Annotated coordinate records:
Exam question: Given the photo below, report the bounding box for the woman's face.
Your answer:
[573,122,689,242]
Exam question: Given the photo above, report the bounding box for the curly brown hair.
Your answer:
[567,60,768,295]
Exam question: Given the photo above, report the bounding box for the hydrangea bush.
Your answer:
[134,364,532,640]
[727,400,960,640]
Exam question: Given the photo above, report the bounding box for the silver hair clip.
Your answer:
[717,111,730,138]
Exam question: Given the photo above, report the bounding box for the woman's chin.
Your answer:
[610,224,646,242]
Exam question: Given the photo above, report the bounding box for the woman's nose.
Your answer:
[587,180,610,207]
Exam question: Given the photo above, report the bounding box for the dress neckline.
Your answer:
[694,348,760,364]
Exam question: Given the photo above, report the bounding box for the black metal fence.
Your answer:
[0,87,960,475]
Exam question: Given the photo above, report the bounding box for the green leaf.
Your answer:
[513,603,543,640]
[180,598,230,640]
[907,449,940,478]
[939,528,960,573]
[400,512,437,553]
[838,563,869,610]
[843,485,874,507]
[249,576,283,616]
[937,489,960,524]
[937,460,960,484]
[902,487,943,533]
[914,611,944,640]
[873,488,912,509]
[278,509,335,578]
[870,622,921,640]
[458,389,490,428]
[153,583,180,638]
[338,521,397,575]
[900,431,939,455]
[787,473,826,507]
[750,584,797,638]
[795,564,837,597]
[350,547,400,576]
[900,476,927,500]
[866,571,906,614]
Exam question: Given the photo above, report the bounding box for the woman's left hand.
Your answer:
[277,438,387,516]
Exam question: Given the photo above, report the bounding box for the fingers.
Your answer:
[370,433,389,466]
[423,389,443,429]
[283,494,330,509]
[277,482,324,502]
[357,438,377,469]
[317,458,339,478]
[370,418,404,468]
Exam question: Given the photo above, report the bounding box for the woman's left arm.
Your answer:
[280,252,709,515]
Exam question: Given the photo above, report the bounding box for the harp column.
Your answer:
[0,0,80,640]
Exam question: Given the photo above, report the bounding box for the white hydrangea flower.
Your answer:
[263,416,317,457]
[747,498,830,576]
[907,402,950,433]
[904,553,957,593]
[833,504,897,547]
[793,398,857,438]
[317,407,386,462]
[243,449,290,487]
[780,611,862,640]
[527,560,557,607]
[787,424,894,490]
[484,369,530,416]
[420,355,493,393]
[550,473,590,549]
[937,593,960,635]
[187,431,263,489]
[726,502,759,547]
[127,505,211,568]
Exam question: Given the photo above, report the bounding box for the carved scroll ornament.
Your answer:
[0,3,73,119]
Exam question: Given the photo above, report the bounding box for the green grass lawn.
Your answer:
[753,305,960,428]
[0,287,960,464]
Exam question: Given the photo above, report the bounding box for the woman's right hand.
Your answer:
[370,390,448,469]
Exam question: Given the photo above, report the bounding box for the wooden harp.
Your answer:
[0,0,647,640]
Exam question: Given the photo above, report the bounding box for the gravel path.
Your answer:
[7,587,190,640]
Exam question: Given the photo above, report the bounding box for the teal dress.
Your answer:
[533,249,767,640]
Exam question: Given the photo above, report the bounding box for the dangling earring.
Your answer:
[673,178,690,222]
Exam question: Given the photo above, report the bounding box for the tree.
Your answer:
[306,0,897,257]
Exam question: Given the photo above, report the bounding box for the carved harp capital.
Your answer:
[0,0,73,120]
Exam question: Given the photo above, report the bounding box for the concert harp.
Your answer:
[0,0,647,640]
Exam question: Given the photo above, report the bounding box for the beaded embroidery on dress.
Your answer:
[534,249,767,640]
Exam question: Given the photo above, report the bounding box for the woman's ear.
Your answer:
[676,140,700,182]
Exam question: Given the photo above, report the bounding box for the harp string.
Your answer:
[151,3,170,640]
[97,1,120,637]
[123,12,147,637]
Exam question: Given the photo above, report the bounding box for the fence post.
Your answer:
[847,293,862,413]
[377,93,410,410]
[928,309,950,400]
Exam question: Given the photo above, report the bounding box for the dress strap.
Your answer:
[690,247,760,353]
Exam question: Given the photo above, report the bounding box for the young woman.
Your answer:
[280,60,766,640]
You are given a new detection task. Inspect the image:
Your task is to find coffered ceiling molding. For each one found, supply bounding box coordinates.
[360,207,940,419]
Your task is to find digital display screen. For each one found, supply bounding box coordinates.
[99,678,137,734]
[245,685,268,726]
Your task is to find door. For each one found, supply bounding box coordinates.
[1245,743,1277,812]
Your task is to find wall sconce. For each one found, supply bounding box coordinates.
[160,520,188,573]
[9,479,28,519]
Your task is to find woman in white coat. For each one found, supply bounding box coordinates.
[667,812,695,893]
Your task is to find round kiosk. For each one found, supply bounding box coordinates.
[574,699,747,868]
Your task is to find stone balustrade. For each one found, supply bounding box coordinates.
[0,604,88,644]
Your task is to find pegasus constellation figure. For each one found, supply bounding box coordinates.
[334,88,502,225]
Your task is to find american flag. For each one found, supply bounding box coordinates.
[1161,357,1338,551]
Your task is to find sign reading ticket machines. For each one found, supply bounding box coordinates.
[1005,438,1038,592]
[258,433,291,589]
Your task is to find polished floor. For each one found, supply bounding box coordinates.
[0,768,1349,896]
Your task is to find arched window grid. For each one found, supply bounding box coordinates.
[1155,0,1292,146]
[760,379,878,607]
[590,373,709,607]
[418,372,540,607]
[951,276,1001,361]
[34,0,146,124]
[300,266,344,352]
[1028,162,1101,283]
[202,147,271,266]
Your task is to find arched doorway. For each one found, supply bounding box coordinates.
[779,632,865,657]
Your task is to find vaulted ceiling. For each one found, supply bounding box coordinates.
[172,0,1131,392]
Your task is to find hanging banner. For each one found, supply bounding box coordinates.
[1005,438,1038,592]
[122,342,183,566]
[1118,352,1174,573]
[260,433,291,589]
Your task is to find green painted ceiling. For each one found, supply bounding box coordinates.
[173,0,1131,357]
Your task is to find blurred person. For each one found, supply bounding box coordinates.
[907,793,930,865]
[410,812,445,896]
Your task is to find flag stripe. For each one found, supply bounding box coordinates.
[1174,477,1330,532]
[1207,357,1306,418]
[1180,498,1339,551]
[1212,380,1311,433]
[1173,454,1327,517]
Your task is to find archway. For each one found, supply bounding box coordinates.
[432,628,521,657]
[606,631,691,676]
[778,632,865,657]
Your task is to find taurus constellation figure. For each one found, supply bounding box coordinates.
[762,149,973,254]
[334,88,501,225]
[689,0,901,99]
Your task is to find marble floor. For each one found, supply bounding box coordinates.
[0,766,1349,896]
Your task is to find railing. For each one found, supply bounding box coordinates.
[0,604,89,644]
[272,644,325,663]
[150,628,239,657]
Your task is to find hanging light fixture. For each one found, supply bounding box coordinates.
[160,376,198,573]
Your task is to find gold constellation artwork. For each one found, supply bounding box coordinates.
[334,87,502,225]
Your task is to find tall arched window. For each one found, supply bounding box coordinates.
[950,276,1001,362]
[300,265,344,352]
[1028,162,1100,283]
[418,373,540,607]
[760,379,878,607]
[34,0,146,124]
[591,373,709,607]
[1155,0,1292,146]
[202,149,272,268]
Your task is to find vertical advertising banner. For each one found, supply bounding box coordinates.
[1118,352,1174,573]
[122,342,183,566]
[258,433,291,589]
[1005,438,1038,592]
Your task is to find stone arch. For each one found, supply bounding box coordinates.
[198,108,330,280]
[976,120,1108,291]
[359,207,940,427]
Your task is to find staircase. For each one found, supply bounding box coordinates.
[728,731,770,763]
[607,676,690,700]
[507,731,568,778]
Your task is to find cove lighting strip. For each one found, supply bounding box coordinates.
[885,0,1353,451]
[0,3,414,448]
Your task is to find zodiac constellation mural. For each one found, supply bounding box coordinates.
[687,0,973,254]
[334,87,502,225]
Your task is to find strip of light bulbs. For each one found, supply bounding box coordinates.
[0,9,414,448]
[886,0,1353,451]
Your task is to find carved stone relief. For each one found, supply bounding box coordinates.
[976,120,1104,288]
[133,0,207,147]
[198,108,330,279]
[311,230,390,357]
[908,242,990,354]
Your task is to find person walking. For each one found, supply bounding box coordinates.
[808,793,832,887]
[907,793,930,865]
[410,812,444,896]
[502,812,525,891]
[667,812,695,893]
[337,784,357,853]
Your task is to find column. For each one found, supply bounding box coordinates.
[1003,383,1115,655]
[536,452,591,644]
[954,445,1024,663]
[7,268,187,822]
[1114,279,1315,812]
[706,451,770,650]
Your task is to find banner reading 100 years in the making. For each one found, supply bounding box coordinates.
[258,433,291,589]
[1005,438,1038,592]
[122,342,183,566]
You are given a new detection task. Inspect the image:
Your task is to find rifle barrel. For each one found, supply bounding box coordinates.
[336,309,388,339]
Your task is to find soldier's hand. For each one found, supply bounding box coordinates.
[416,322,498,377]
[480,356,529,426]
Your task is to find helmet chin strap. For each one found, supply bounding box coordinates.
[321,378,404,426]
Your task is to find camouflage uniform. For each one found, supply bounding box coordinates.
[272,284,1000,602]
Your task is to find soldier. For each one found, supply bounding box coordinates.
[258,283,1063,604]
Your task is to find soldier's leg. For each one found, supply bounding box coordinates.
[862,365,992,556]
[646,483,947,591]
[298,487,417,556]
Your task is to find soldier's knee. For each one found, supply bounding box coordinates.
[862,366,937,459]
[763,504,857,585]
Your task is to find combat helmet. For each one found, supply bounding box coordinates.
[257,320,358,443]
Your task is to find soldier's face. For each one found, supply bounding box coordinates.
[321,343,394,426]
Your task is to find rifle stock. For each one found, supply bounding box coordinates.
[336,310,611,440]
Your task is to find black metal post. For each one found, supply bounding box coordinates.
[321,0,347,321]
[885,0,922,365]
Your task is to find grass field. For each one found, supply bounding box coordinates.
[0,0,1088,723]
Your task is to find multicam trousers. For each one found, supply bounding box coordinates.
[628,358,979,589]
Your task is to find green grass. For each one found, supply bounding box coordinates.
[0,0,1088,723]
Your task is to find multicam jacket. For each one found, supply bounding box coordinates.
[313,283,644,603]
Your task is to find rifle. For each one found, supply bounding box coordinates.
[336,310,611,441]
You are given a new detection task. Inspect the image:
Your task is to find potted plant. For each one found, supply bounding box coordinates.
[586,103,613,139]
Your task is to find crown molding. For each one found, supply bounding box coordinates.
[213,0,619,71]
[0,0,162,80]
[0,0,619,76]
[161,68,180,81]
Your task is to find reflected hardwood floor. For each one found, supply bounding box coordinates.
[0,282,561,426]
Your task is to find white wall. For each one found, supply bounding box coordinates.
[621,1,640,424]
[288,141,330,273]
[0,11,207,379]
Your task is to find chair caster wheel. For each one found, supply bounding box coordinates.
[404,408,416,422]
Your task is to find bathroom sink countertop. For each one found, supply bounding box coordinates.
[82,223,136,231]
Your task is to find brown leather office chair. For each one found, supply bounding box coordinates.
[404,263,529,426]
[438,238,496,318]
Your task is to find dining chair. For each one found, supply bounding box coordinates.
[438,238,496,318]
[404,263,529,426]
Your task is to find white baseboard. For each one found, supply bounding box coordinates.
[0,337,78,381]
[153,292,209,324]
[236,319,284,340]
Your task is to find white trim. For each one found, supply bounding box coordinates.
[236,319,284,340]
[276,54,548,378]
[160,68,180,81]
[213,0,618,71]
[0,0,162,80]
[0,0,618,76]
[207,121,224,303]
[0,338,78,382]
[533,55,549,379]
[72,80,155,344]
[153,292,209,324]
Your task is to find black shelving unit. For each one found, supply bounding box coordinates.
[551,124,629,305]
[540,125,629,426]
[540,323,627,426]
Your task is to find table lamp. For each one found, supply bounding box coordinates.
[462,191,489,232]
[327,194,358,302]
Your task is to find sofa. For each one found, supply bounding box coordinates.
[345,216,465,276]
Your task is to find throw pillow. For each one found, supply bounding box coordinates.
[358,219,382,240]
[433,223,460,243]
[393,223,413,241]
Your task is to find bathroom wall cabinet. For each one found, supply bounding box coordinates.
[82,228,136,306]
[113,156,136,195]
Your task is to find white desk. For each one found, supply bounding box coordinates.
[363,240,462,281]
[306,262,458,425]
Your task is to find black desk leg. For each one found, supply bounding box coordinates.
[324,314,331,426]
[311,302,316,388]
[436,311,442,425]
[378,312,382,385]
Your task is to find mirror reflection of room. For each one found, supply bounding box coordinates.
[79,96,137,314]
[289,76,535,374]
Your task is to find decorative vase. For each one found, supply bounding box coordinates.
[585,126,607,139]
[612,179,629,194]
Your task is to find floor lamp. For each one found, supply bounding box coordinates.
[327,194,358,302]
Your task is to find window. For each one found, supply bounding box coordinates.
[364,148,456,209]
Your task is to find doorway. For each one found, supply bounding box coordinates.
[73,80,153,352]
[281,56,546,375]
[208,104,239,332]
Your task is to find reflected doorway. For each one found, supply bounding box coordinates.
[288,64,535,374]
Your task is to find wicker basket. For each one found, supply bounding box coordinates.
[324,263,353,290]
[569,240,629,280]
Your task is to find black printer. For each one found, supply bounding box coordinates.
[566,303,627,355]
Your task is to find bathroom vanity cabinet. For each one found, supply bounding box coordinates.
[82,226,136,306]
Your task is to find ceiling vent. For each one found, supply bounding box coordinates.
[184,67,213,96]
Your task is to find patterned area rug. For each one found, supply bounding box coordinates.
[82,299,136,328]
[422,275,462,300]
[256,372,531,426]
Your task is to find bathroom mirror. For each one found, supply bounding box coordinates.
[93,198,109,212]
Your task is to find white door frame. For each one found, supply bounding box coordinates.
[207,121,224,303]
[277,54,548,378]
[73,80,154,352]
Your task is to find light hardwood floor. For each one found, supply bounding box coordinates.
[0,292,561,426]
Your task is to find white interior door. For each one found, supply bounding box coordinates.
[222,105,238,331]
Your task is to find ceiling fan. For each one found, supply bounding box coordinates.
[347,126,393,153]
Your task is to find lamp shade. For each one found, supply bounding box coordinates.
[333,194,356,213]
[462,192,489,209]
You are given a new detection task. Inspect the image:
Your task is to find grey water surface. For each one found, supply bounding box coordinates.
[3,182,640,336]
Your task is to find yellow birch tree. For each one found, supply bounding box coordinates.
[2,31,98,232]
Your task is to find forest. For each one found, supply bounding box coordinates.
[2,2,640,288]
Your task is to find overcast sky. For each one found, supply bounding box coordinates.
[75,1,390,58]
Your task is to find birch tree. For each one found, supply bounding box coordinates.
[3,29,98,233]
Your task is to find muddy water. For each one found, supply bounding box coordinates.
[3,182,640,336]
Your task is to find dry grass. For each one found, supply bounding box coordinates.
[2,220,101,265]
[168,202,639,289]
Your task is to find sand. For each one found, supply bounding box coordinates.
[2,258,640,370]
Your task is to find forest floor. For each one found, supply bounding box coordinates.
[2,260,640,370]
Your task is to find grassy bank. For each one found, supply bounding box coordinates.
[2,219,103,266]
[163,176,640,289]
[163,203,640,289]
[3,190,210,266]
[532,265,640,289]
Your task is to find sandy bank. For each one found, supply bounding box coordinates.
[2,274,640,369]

■ EXERCISE
Rename "Your answer" to "Response" in the listing, starting at its first line and stopping after the line that contains "[567,60,768,295]". Give only those lines, with nothing else changed.

■ EXERCISE OUTPUT
Exam question: Given the photo below, report the bounding box for the woman's face.
Response:
[573,122,689,242]
Exam question: Given the photo above, report the bounding box for the curly brown hair.
Response:
[567,60,768,295]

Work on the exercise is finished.